▸ Set exercise:
Each entry should be quoted word for word, including every mark of punctuation.

▸ Data shown:
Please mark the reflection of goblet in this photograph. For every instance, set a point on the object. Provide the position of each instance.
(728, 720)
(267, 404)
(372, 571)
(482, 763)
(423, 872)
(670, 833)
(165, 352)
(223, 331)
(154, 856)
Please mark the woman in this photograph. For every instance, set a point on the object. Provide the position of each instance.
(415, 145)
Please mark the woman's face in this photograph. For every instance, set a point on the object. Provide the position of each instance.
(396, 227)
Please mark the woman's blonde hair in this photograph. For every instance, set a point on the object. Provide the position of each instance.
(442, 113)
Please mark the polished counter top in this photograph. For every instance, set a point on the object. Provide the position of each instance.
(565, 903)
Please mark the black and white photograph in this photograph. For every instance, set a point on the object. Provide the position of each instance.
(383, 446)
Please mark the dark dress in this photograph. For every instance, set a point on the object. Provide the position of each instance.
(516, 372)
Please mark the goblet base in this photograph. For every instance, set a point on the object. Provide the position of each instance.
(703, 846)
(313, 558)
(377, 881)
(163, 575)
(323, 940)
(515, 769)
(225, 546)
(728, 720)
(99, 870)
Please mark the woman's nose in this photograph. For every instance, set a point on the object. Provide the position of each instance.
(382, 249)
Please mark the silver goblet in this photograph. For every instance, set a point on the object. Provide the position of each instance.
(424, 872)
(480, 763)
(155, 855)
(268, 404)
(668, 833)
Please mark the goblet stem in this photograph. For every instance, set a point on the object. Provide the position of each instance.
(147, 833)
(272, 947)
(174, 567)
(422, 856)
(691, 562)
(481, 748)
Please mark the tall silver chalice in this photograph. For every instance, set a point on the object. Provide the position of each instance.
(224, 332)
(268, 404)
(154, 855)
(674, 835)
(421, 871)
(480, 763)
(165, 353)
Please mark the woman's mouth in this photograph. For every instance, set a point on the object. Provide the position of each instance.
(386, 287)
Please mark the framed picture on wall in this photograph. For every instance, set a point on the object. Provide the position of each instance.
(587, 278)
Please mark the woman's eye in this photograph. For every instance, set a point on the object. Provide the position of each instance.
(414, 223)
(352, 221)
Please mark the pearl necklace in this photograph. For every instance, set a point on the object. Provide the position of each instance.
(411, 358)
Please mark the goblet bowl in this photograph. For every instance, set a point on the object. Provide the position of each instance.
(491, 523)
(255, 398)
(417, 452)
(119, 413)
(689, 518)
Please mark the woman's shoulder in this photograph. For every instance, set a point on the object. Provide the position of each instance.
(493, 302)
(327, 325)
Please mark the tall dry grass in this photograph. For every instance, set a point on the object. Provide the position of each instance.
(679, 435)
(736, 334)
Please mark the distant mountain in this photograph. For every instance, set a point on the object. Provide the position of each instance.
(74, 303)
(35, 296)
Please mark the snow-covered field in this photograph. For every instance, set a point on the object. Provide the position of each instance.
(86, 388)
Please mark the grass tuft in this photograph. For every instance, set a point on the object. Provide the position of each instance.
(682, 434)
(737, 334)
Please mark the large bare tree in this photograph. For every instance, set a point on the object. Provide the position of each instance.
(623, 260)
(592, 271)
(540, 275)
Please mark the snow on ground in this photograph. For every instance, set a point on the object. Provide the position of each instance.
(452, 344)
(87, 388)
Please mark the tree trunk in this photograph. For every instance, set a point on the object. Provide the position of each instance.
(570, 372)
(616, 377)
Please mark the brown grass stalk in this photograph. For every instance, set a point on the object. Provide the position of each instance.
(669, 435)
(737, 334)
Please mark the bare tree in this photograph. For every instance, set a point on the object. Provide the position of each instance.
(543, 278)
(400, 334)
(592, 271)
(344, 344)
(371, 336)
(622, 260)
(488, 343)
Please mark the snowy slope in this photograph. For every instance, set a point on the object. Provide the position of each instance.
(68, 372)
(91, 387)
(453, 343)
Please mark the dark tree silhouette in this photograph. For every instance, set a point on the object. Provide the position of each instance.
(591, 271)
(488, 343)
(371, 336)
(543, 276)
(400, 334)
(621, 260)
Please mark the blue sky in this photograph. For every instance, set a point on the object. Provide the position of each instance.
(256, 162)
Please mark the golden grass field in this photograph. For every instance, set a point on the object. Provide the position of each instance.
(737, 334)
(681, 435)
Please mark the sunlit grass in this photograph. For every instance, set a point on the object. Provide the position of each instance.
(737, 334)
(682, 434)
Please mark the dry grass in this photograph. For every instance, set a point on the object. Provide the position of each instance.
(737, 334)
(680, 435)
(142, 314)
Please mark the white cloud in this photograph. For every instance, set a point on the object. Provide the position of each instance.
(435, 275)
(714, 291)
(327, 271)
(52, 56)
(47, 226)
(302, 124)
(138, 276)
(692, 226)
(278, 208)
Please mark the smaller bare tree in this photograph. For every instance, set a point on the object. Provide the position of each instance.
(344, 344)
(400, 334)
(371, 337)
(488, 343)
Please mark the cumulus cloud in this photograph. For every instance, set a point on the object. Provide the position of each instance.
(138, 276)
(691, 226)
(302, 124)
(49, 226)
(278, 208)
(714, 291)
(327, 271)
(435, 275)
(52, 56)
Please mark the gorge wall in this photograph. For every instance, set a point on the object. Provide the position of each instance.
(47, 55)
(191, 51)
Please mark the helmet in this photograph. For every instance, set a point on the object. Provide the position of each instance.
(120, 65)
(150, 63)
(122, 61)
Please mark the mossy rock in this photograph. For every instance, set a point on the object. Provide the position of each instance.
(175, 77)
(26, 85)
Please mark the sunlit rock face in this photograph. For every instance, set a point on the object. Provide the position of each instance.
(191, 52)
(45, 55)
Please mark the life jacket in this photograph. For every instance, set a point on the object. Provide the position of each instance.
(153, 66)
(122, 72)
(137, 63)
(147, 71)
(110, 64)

▸ Output for this exercise:
Please mark the reflection of goblet in this photograph. For every instance, set a point on the object. Provide the position of each instance.
(728, 720)
(267, 404)
(372, 571)
(482, 763)
(423, 872)
(670, 833)
(165, 352)
(223, 331)
(154, 856)
Please mark the woman in this photograph. For every instance, set a point on the object. Provide the position of each instance.
(415, 145)
Please mark the woman's face in this photograph. For every instance, set a point on the object. Provide the position of each instance.
(396, 227)
Please mark the woman's blonde hair in this photograph. For every instance, set a point on the object. Provide the position of each instance.
(442, 113)
Please mark the polished counter top in this photograph. For every instance, set a point on the object. Provide the position of each instance.
(565, 903)
Please mark the black and white photograph in this photograph. For every instance, set a point on the object. Provide the position of each instance.
(383, 446)
Please mark the dark dress in this photograph. For every instance, set a point on the object. Provide the position of each instance.
(516, 372)
Please mark the goblet base in this photograph. For every instance, set a point on the object. Provide the position of each instance.
(703, 846)
(313, 558)
(377, 881)
(163, 575)
(323, 940)
(515, 769)
(225, 546)
(728, 720)
(99, 870)
Please mark the woman's nose in this photograph. For every instance, set a point on the object. Provide the position of each instance.
(382, 249)
Please mark the silver goblet in this photograph. For every instance, set a point on the object. Provide the position of each instance.
(424, 872)
(480, 763)
(155, 855)
(268, 404)
(668, 833)
Please mark the goblet stem in this photograph. For every instance, set a point on the object. Provide the position of each instance.
(147, 833)
(272, 947)
(174, 567)
(422, 856)
(691, 562)
(481, 748)
Please mark the tall silver chalice in this photograph. For every instance, set a point on the object. Provide the position of each instance.
(224, 332)
(268, 404)
(154, 855)
(674, 835)
(421, 871)
(480, 763)
(165, 353)
Please mark the woman's mouth in this photograph. For every instance, set a point on the object. Provide the position of each instance.
(386, 287)
Please mark the framed picture on wall in this photograph. For every instance, set a point on the object. Provide the position of each instance.
(587, 278)
Please mark the woman's eye in this photograph. For every instance, set a point on the object. Provide the position of each instance.
(414, 223)
(352, 221)
Please mark the pearl necklace in this photograph. For every instance, set a point on the object. Provide the position of each instance.
(411, 358)
Please mark the goblet bowl in this photograph. For every instance, set a point on the object. Provide the position of each instance.
(491, 523)
(255, 398)
(417, 452)
(119, 413)
(689, 518)
Please mark the woman's shoulder in this photograph. For every instance, set a point on the object. Provide the position of each instance.
(493, 302)
(327, 325)
Please mark the tall dry grass in this photograph. For every instance, set a point on the object. Provide the position of each instance.
(679, 435)
(736, 334)
Please mark the distant mountain in this photograph. For every instance, set a point on the object. Provide the position of each instance.
(74, 303)
(35, 296)
Please mark the snow-covered field in this photograph. For every instance, set a point on the object. Provide the position of each instance.
(86, 388)
Please mark the grass tuft in this photograph. For every instance, set a point on the object. Provide the position of each instance.
(682, 434)
(737, 334)
Please mark the large bare tree in this photograph. For every instance, set a point on the object. Provide the position of each instance.
(623, 260)
(592, 271)
(540, 275)
Please mark the snow on ground in this photograph. For every instance, set a point on the object. Provide the position of each instance.
(452, 344)
(87, 388)
Please mark the tree trunk in this photograph. For every instance, set a point on the object. Provide the position of each instance.
(570, 372)
(616, 377)
Please mark the brown grass stalk in this photograph. For every instance, set a point on the object. Provide the position of each instance.
(669, 435)
(737, 334)
Please mark the bare tree in this photograph. For every instance, set a point on the object. Provide the position of each instance.
(543, 278)
(400, 334)
(592, 271)
(344, 344)
(371, 336)
(622, 260)
(488, 343)
Please mark the snowy slope in this photograph. For every instance, set a point on the object. Provide the position of each instance.
(68, 372)
(91, 387)
(453, 343)
Please mark the dark tree silhouette in this photograph. For every instance, set a point on the object. Provide the position of each instance.
(591, 271)
(488, 343)
(371, 336)
(543, 276)
(400, 334)
(621, 260)
Please mark the blue sky in this photograph. For every instance, set a point on the object. Provide the position of each instance.
(256, 162)
Please mark the golden grass field in this photograph. For every instance, set a point on the object. Provide the position of each instance.
(737, 334)
(681, 435)
Please mark the sunlit grass in this photograph. For every instance, set a point on the object. Provide the position of each instance.
(737, 334)
(682, 434)
Please mark the dry grass in this photograph. For every instance, set a point on the object. Provide the position of each instance.
(737, 334)
(680, 435)
(142, 314)
Please mark the white cloud in this photograph. For every instance, set a point on the object. Provide the position of each instance.
(435, 275)
(714, 291)
(327, 271)
(52, 56)
(47, 226)
(302, 124)
(138, 276)
(692, 226)
(278, 208)
Please mark the smaller bare tree in this photograph. For every instance, set a point on the object. Provide the position of each instance.
(344, 344)
(400, 334)
(371, 337)
(488, 343)
Please mark the cumulus cloud in this photograph. For every instance, set a point on the object. Provide the position of each instance.
(138, 276)
(691, 226)
(302, 124)
(49, 226)
(278, 208)
(714, 291)
(327, 271)
(435, 275)
(52, 56)
Please mark the gorge wall in this photograph. For every instance, set a point on the object. Provide the position of each instance.
(47, 55)
(191, 51)
Please mark the helmet in this photograph. For every instance, set a point on the object. Provide the position of each instance.
(120, 65)
(150, 63)
(122, 61)
Please mark the mossy rock in this photograph. For every instance, set a point on the object. Provide the position of each instance.
(175, 77)
(26, 85)
Please mark the sunlit rock face in this photograph. For every instance, set a point on the object. Provide the position of each instance.
(191, 52)
(45, 55)
Please mark the life jacket in this photograph. For every instance, set a point on the object. Provide the position of each instance.
(153, 66)
(122, 72)
(137, 63)
(147, 71)
(110, 64)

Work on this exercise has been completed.